[Stored entries]

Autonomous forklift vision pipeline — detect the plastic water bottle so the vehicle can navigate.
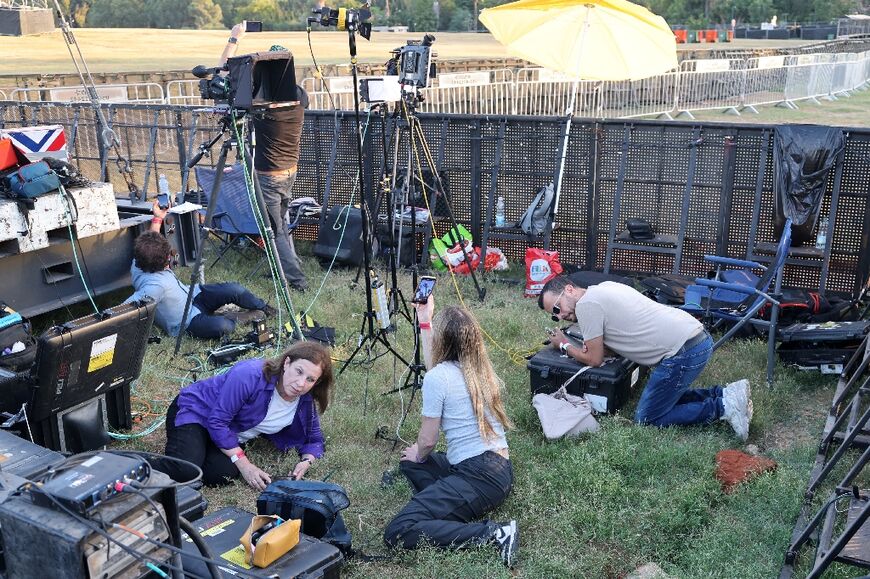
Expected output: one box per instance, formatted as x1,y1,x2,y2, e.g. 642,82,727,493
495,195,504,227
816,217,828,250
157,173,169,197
==
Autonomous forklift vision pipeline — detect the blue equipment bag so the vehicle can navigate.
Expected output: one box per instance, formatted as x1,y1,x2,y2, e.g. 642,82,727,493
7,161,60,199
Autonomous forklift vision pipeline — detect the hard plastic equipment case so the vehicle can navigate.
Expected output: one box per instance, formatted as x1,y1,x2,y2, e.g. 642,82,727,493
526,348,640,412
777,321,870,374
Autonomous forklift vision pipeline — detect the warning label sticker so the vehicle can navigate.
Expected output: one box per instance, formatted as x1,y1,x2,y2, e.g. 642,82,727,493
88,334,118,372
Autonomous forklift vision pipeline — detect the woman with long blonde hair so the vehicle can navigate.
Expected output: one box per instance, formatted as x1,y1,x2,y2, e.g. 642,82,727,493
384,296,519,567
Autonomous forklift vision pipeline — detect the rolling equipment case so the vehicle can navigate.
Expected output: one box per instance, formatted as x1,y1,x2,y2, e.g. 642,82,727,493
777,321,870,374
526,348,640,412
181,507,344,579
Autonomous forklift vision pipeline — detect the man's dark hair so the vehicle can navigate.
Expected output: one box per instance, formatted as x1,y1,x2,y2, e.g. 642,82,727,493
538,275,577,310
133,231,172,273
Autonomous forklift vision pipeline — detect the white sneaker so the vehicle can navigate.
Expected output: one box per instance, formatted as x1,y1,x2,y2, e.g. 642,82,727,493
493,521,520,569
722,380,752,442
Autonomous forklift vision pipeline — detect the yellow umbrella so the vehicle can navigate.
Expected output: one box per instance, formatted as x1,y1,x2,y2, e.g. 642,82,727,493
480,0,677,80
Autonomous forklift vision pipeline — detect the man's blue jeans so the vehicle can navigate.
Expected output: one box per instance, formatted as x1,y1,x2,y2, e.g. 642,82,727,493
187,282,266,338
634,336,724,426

Task directions >>
Render the stretch of entries from the line containing "Autonomous forklift vision pipeline — detect the plastic" through the line containing "157,173,169,197" as a numbered list, skipping blank lines. Leave the pictures out.

Finished answer >>
1. Autonomous forklift vision pipeline — detect the plastic water bottle so the vehicle can navigate.
2. Expected output: one box per instance, formatted as x1,y1,x2,y2, e.g. 642,82,727,493
3. 495,195,504,227
4. 816,217,828,250
5. 157,173,169,197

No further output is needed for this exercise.